## Given task
Rewrite the listing below, changing every occurrence of "for example" to "for instance" and keeping all other text the same.

## Source material
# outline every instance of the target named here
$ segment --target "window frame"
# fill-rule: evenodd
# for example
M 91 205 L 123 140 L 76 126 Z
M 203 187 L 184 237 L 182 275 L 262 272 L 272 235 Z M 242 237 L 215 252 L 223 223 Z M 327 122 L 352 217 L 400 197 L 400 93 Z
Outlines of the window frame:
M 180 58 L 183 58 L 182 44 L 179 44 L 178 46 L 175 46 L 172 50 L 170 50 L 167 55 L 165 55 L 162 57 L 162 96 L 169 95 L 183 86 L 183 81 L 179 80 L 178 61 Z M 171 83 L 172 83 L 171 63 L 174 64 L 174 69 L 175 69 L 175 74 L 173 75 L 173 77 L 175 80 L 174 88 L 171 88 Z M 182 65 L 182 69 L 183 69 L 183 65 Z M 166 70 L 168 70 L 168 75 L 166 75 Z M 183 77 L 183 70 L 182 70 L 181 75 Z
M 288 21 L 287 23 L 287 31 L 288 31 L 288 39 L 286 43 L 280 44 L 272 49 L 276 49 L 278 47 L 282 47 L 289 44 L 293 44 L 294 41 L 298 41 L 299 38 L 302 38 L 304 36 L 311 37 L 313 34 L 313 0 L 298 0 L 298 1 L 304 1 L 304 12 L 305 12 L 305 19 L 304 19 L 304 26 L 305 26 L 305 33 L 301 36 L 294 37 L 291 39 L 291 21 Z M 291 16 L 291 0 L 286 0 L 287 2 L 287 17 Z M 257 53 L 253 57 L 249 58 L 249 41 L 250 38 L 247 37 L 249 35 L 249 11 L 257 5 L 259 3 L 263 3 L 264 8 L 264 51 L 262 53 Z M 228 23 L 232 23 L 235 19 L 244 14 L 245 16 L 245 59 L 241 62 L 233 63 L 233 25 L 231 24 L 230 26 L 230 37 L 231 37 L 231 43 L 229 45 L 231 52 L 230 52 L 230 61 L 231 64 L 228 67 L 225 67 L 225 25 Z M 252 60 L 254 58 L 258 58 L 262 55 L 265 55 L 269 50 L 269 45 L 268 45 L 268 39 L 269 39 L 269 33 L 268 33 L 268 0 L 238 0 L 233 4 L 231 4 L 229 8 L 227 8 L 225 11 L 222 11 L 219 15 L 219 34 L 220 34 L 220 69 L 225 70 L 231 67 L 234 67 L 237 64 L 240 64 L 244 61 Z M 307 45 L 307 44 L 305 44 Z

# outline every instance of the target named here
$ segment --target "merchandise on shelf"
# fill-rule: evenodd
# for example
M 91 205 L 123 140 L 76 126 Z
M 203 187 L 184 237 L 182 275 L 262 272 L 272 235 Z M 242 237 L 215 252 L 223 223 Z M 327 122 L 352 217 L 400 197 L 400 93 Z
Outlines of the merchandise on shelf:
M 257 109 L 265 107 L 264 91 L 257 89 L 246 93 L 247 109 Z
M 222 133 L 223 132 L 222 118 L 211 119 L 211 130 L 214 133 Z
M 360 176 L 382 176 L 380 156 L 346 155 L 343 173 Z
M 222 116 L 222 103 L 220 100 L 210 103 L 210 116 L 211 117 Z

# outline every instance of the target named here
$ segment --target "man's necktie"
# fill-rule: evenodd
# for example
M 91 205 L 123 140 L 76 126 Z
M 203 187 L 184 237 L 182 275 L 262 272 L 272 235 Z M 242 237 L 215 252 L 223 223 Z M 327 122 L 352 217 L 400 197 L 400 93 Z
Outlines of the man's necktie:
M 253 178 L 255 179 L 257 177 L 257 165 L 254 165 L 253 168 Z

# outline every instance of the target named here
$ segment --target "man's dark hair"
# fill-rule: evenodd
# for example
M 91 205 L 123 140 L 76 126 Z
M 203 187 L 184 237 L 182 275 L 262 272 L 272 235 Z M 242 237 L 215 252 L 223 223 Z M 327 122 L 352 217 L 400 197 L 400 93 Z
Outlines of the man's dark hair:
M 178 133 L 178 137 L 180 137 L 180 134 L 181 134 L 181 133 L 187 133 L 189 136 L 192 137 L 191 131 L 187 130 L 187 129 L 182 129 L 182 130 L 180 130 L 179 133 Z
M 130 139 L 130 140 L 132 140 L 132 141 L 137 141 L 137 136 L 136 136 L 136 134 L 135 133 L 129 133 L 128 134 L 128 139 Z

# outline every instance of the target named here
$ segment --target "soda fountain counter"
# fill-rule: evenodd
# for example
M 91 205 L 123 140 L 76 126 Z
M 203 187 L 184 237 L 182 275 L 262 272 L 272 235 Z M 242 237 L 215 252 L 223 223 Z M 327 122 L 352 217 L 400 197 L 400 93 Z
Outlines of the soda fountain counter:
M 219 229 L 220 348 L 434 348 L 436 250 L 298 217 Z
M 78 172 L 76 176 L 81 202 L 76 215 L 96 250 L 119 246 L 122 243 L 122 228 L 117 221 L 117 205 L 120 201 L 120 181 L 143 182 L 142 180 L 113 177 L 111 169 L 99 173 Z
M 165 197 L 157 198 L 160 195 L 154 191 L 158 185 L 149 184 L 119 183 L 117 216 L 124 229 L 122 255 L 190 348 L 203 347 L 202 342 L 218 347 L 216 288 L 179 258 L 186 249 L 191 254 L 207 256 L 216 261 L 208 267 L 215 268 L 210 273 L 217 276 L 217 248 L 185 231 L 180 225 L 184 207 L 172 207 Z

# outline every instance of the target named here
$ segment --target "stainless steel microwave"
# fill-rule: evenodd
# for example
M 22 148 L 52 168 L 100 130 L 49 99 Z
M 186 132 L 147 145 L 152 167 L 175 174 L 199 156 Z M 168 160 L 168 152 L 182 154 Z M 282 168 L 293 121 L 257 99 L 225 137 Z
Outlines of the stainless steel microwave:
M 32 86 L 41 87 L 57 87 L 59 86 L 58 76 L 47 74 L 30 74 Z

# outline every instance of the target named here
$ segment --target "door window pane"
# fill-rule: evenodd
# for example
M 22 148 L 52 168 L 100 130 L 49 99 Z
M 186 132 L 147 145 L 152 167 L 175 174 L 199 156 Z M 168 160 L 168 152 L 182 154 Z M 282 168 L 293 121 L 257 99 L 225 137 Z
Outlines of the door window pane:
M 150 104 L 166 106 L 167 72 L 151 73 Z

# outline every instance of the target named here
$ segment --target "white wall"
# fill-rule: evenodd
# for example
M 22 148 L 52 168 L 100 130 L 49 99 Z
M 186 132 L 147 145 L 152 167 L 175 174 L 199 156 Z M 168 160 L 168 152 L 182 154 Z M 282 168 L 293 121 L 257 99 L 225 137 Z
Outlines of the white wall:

## Answer to this problem
# outline every instance of the target named here
$ segment --target "window frame"
# fill-rule: evenodd
# for instance
M 91 205 L 123 140 L 76 126 Z
M 203 187 L 184 237 L 182 275 L 262 272 L 272 235 Z M 242 237 L 215 252 L 223 223 Z M 327 122 L 352 217 L 400 197 L 400 93 Z
Outlines of the window frame:
M 180 58 L 183 58 L 182 44 L 179 44 L 178 46 L 175 46 L 172 50 L 170 50 L 167 55 L 165 55 L 162 57 L 162 96 L 169 95 L 183 86 L 183 81 L 179 80 L 178 61 Z M 171 83 L 172 83 L 171 63 L 174 64 L 174 69 L 175 69 L 175 74 L 173 75 L 173 77 L 175 80 L 174 88 L 171 88 Z M 182 65 L 182 69 L 183 69 L 183 65 Z M 166 70 L 168 70 L 168 75 L 166 75 Z M 183 77 L 183 70 L 182 70 L 181 75 Z
M 288 21 L 287 23 L 287 31 L 288 31 L 288 39 L 286 43 L 280 44 L 272 49 L 276 49 L 278 47 L 282 47 L 289 44 L 293 44 L 294 41 L 298 41 L 299 38 L 302 38 L 304 36 L 311 37 L 313 34 L 313 0 L 298 0 L 298 1 L 304 1 L 304 12 L 305 12 L 305 19 L 304 19 L 304 26 L 305 26 L 305 33 L 301 36 L 294 37 L 291 39 L 291 21 Z M 291 16 L 291 0 L 286 0 L 287 2 L 287 17 Z M 257 53 L 253 57 L 249 58 L 249 41 L 250 38 L 247 37 L 249 35 L 249 11 L 257 5 L 259 3 L 263 3 L 264 8 L 264 51 L 262 53 Z M 228 23 L 232 23 L 235 19 L 244 14 L 245 16 L 245 59 L 241 62 L 233 63 L 233 25 L 231 24 L 230 26 L 230 37 L 231 37 L 231 43 L 229 45 L 231 52 L 230 52 L 230 61 L 231 64 L 228 67 L 225 67 L 225 25 Z M 252 60 L 254 58 L 258 58 L 262 55 L 265 55 L 269 50 L 269 45 L 268 45 L 268 39 L 269 39 L 269 33 L 268 33 L 268 0 L 238 0 L 233 4 L 231 4 L 229 8 L 227 8 L 225 11 L 222 11 L 219 15 L 219 34 L 220 34 L 220 69 L 225 70 L 231 67 L 234 67 L 237 64 L 240 64 L 244 61 Z M 307 45 L 307 44 L 305 44 Z

# outline every instance of the target named here
$ segment --target "merchandise on shelf"
# fill-rule: evenodd
# for instance
M 91 205 L 123 140 L 76 126 Z
M 203 187 L 184 237 L 182 275 L 262 272 L 272 235 Z M 242 237 L 215 252 L 223 223 Z M 327 122 L 352 217 L 400 197 L 400 93 Z
Outlines of the merchandise on shelf:
M 257 109 L 265 107 L 264 91 L 257 89 L 246 93 L 247 109 Z
M 222 133 L 223 132 L 222 118 L 211 119 L 211 130 L 214 133 Z
M 360 176 L 382 176 L 380 156 L 346 155 L 343 173 Z
M 222 116 L 222 103 L 220 100 L 210 103 L 210 116 L 211 117 Z

# outline every instance of the target named here
$ segment --target "man's necktie"
# fill-rule: evenodd
# for instance
M 91 205 L 123 140 L 76 126 Z
M 203 187 L 184 237 L 182 275 L 262 272 L 272 235 Z M 242 237 L 215 252 L 223 223 Z M 327 122 L 352 217 L 400 197 L 400 93 Z
Outlines of the man's necktie:
M 253 178 L 255 179 L 257 177 L 257 165 L 254 165 L 253 168 Z

# outline every instance of the target named here
$ segment --target "man's dark hair"
# fill-rule: evenodd
# for instance
M 91 205 L 123 140 L 76 126 Z
M 203 187 L 184 237 L 182 275 L 262 272 L 272 235 Z M 242 237 L 215 252 L 223 223 Z M 327 122 L 352 217 L 400 197 L 400 93 Z
Outlines of the man's dark hair:
M 178 133 L 178 137 L 180 137 L 180 134 L 181 134 L 181 133 L 187 133 L 189 136 L 192 137 L 191 131 L 187 130 L 187 129 L 182 129 L 182 130 L 180 130 L 179 133 Z
M 130 139 L 130 140 L 132 140 L 132 141 L 137 141 L 137 136 L 136 136 L 136 134 L 135 133 L 129 133 L 128 134 L 128 139 Z

# outline every instance of the target named here
$ segment --target "soda fountain counter"
# fill-rule: evenodd
# for instance
M 91 205 L 123 140 L 76 126 Z
M 203 187 L 184 237 L 182 275 L 262 272 L 272 235 Z M 242 237 L 215 252 L 223 223 Z M 327 122 L 352 217 L 400 197 L 400 93 Z
Outlines of the soda fountain counter:
M 219 229 L 220 348 L 434 348 L 436 250 L 298 217 Z
M 78 172 L 76 176 L 81 202 L 76 215 L 96 250 L 119 246 L 122 243 L 122 228 L 117 221 L 117 205 L 120 201 L 120 181 L 143 182 L 142 180 L 113 177 L 111 169 L 99 173 Z
M 165 197 L 157 198 L 160 195 L 154 191 L 158 185 L 149 184 L 119 183 L 117 216 L 124 229 L 122 255 L 190 348 L 203 347 L 202 342 L 218 347 L 216 288 L 179 258 L 186 249 L 191 254 L 207 256 L 216 261 L 208 267 L 215 268 L 210 273 L 217 276 L 217 248 L 185 231 L 180 225 L 184 207 L 172 207 Z

# outline every instance of the target named here
$ segment --target "stainless steel microwave"
# fill-rule: evenodd
# for instance
M 22 148 L 52 168 L 100 130 L 49 99 Z
M 186 132 L 147 145 L 152 167 L 175 174 L 199 156 Z M 168 160 L 168 152 L 182 154 Z M 282 168 L 293 121 L 257 99 L 225 137 Z
Outlines of the stainless steel microwave:
M 32 86 L 41 87 L 57 87 L 59 86 L 58 76 L 47 74 L 30 74 Z

# outline every instance of the target named here
$ segment --target "door window pane"
# fill-rule: evenodd
# for instance
M 22 148 L 52 168 L 100 130 L 49 99 Z
M 186 132 L 147 145 L 152 167 L 175 174 L 199 156 Z M 168 160 L 168 152 L 182 154 Z M 282 168 L 293 121 L 257 99 L 225 137 Z
Outlines of the door window pane:
M 150 104 L 166 106 L 167 72 L 151 73 Z

# outline every instance of the target named here
$ segment --target "white wall"
# fill-rule: evenodd
# for instance
M 22 148 L 52 168 L 100 130 L 49 99 Z
M 186 132 L 147 145 L 152 167 L 175 174 L 199 156 Z M 168 160 L 168 152 L 182 154 Z M 282 168 L 293 121 L 257 99 L 225 137 Z
Outlines of the white wall:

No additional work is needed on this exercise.